WORKING DATA
>> BEGIN
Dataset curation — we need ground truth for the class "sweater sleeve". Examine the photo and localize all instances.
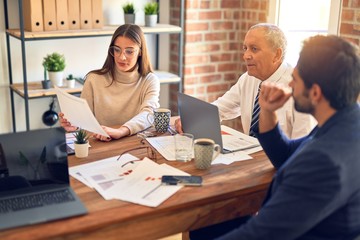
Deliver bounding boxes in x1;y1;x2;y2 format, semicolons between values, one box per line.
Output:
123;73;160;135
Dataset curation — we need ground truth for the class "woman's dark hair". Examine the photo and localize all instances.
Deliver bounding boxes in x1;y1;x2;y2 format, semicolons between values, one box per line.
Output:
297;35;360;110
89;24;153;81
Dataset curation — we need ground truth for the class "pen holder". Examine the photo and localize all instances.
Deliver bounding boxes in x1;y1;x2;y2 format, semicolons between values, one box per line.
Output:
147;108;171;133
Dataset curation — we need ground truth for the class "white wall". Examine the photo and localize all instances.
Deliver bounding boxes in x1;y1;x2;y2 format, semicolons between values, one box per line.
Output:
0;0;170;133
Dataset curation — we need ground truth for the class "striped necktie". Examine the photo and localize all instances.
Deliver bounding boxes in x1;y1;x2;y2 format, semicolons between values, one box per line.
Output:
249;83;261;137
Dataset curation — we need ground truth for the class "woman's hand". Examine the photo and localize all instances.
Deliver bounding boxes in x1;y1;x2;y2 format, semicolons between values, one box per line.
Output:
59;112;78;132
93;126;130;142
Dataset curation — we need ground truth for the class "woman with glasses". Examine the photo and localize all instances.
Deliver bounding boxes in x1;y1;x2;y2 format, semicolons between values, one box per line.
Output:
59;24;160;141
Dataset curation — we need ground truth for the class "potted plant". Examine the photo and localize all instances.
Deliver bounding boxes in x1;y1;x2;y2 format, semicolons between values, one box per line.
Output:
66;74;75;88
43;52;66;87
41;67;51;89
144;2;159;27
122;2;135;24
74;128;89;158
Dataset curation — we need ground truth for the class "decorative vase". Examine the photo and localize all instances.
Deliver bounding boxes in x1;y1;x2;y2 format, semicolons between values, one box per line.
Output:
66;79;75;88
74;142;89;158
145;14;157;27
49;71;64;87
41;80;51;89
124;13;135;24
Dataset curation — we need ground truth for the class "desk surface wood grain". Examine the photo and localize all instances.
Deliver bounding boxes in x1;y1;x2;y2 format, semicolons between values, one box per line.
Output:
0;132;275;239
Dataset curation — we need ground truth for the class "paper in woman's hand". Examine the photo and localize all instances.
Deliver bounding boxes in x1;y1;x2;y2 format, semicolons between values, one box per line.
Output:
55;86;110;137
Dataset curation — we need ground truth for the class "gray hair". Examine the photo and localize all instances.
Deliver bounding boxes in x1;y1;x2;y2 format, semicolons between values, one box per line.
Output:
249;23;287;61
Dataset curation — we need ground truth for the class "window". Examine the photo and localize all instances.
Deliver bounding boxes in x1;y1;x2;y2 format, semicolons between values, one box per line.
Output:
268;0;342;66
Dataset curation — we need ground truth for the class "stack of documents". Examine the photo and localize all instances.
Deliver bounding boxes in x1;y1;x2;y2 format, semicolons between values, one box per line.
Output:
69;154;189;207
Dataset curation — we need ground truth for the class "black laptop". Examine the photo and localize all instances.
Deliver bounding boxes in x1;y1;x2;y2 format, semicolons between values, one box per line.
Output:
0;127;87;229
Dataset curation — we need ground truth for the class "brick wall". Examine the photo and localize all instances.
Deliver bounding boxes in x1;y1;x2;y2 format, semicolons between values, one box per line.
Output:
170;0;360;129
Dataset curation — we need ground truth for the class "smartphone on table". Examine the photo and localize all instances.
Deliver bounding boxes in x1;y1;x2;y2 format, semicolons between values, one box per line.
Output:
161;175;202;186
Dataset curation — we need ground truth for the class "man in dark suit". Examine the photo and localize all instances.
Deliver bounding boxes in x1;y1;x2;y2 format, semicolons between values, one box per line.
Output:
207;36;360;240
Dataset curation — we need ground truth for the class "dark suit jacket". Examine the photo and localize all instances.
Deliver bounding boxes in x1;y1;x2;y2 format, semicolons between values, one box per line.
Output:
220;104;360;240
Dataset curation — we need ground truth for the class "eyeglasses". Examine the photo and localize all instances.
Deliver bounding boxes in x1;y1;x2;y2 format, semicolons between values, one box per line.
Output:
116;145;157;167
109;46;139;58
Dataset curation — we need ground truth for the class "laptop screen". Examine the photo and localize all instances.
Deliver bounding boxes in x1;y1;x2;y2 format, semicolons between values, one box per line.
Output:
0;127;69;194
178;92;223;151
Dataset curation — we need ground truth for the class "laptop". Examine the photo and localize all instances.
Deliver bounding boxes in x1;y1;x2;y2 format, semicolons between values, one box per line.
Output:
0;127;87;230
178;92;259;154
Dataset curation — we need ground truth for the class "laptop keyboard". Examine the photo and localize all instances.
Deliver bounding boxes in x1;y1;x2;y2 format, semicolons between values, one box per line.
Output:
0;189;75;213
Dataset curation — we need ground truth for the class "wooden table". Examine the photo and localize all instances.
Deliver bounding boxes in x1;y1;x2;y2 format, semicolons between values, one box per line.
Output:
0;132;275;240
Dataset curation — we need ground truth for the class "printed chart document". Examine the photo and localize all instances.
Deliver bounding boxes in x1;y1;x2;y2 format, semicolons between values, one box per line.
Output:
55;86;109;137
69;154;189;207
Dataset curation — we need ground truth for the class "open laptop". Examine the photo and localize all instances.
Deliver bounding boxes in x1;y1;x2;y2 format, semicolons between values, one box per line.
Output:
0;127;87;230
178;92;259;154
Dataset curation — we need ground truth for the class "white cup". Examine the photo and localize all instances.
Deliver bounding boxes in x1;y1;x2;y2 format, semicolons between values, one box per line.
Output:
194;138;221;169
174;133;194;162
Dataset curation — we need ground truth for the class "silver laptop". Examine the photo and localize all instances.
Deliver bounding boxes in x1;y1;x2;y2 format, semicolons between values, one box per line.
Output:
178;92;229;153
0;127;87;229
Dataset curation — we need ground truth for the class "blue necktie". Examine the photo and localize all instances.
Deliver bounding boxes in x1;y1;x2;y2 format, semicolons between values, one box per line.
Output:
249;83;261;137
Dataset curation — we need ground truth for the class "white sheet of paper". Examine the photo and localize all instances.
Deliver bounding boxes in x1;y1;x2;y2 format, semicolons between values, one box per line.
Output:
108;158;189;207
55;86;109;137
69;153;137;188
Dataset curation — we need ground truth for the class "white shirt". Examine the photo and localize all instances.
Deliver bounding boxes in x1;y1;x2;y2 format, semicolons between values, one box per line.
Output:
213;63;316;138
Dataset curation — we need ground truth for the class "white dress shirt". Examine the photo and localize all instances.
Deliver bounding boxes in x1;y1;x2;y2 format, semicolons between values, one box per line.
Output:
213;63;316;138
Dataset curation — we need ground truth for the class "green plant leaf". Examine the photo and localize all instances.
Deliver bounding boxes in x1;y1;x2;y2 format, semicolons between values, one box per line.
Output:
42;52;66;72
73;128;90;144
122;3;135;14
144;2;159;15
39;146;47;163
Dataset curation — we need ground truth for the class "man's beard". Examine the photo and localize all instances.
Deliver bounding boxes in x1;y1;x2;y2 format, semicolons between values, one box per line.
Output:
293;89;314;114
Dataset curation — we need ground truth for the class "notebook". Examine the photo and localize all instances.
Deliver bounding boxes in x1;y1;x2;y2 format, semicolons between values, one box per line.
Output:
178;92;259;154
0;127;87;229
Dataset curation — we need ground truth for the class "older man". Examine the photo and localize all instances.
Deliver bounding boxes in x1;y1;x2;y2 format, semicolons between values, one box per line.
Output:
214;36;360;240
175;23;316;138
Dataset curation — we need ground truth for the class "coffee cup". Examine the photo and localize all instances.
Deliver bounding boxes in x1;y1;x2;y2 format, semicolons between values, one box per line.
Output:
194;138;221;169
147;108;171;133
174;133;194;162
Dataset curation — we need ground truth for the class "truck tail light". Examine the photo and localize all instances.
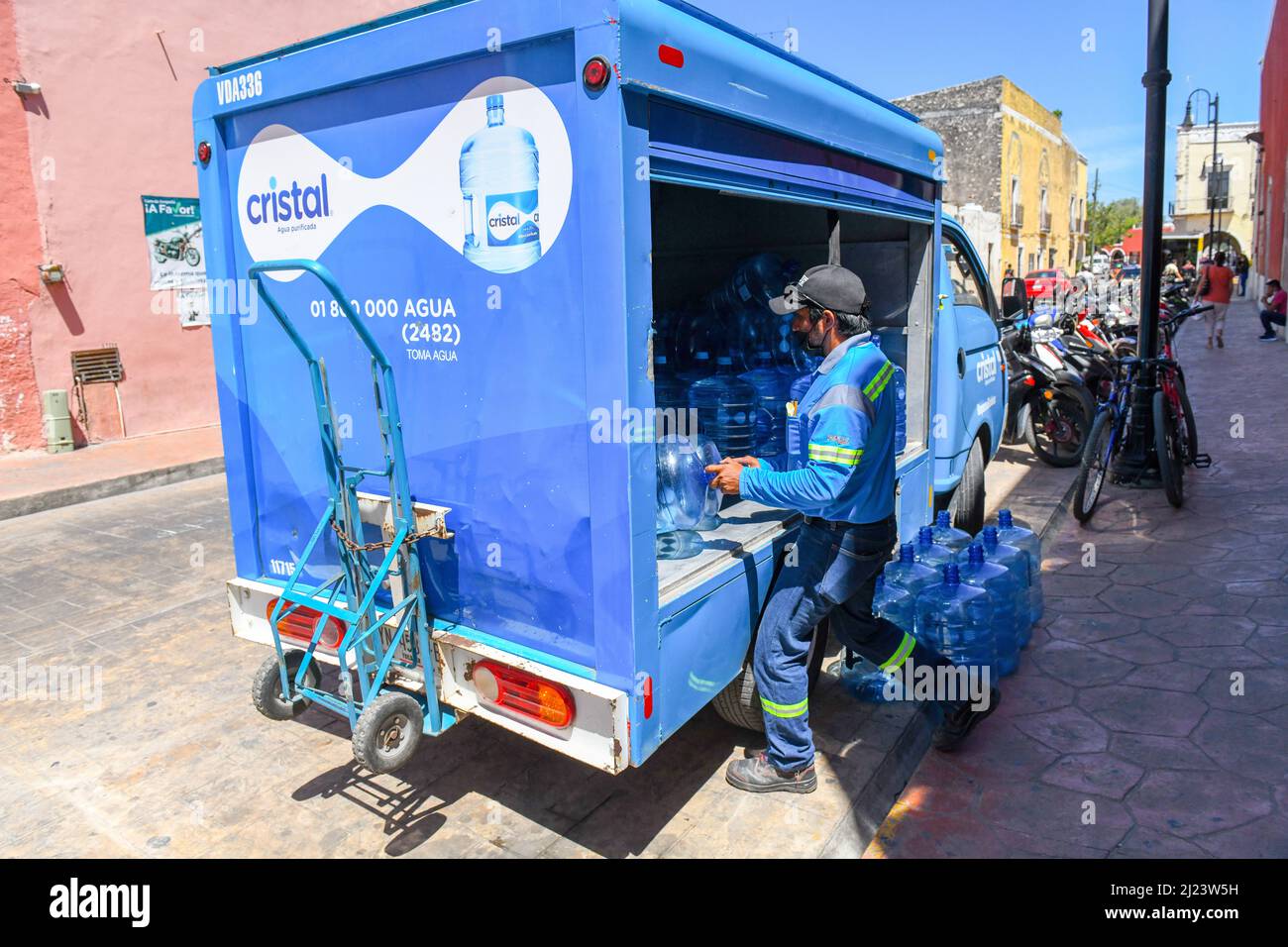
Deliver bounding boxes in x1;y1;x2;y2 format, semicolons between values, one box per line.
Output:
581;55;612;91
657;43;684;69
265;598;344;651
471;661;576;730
>> END
>> BEGIN
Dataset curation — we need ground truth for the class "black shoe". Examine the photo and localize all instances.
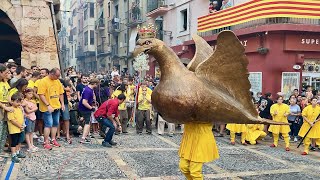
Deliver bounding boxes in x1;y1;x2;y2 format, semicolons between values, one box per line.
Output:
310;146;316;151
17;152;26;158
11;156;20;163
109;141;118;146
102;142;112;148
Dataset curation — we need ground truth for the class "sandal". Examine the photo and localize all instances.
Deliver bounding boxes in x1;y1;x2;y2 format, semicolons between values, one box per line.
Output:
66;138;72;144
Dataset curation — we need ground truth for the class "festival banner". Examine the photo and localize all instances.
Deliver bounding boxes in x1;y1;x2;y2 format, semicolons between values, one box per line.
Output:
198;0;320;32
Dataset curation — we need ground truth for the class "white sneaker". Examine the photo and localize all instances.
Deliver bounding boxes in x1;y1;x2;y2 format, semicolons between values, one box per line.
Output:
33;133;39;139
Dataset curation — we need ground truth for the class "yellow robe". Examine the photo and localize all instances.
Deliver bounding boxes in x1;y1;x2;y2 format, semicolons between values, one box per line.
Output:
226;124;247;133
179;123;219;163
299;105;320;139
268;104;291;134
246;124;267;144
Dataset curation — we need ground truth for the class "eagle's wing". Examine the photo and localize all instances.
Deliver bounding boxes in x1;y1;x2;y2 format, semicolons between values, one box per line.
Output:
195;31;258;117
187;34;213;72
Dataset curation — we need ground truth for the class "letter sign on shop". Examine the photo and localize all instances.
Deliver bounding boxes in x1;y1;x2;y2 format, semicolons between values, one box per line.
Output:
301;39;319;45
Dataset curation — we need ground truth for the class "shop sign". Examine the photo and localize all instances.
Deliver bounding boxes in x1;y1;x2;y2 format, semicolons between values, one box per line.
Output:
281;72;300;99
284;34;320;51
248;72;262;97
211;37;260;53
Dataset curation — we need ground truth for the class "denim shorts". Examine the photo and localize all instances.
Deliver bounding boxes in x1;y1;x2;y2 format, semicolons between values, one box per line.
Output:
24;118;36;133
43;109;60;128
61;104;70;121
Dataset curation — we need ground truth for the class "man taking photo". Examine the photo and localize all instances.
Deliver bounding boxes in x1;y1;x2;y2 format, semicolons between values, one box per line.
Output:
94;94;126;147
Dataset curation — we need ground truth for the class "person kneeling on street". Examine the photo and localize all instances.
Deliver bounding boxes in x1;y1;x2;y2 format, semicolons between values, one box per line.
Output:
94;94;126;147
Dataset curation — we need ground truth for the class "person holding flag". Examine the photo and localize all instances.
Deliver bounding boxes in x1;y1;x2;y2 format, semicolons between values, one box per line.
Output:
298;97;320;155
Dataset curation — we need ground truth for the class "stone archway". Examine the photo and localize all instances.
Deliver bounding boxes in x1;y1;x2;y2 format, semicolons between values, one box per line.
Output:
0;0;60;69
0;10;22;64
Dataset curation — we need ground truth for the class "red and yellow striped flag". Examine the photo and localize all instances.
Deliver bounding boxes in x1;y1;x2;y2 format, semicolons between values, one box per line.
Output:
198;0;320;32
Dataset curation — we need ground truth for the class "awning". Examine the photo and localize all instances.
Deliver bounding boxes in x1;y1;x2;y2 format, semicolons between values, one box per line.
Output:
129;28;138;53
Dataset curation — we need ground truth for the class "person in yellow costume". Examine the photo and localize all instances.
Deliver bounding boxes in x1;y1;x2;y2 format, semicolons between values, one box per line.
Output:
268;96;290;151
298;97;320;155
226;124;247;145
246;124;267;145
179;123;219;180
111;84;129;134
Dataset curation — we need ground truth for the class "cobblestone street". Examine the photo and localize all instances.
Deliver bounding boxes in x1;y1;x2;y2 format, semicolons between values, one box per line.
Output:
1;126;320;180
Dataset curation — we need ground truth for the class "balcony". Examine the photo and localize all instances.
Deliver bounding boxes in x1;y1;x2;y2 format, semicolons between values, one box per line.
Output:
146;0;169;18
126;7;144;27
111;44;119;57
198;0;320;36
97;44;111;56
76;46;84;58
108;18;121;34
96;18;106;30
>> END
>> BEGIN
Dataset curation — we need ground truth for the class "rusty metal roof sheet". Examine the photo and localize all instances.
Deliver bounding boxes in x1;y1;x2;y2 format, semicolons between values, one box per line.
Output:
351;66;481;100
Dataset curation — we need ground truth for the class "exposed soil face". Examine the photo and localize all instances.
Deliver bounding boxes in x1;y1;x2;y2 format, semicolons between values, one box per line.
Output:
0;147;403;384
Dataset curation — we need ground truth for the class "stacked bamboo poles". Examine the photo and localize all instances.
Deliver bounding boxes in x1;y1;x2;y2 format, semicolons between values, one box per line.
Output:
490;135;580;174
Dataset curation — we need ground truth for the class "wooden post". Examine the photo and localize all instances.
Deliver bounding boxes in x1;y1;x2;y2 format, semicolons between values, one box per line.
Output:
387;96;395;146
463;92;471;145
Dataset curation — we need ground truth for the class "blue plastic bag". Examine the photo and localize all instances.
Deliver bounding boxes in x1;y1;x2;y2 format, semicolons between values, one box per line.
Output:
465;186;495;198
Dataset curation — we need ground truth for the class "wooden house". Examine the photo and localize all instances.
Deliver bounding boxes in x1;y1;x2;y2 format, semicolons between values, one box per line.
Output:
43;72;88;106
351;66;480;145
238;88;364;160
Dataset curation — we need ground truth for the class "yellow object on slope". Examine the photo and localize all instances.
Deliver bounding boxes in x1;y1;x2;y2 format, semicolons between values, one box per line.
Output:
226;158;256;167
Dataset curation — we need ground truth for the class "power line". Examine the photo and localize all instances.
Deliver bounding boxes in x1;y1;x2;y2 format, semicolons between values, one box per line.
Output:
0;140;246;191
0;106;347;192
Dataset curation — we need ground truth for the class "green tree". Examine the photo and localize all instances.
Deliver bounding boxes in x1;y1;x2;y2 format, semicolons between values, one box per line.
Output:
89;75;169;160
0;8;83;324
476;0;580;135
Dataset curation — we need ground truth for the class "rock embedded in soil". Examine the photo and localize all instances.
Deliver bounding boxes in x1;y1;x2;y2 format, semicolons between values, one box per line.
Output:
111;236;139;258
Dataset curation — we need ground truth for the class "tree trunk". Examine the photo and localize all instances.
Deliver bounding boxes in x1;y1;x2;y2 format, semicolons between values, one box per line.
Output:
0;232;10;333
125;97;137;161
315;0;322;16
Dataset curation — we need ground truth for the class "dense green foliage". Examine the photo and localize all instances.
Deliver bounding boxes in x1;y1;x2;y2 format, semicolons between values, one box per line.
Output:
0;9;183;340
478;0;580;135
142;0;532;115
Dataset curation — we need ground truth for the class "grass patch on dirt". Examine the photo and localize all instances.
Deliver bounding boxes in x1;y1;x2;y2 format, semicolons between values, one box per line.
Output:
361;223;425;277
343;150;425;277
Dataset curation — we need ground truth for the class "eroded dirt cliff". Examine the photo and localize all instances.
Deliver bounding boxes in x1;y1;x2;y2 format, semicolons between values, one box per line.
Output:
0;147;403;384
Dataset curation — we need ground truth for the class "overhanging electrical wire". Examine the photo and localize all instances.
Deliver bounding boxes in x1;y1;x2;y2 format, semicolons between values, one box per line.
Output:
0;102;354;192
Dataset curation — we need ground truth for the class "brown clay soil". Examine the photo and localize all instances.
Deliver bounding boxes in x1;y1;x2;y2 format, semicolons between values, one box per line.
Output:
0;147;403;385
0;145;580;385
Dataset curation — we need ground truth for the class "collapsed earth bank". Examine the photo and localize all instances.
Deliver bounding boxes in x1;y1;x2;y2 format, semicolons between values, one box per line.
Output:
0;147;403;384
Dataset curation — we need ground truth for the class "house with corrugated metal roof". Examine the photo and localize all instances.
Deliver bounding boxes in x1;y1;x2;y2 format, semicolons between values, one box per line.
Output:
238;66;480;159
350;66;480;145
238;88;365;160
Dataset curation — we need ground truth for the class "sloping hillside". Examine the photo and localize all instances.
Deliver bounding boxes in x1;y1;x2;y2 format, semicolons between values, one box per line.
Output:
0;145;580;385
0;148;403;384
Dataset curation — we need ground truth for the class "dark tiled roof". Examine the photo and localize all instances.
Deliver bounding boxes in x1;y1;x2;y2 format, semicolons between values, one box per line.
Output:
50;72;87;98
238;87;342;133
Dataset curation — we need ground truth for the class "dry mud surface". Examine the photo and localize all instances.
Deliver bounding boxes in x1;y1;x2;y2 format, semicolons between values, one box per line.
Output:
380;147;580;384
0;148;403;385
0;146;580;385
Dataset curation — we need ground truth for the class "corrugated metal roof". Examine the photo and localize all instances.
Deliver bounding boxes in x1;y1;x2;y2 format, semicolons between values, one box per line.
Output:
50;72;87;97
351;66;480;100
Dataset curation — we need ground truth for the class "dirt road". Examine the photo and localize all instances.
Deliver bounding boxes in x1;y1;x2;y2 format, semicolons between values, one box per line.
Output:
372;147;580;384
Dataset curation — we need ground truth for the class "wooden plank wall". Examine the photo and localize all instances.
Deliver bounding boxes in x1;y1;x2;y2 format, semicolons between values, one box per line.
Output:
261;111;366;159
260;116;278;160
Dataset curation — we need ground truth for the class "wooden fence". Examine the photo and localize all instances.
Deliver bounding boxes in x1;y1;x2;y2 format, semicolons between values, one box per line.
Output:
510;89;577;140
>> END
REQUIREMENT
Tally the lines in the items above that contain the word "roof", and give only that number.

RESULT OF THIS TASK
4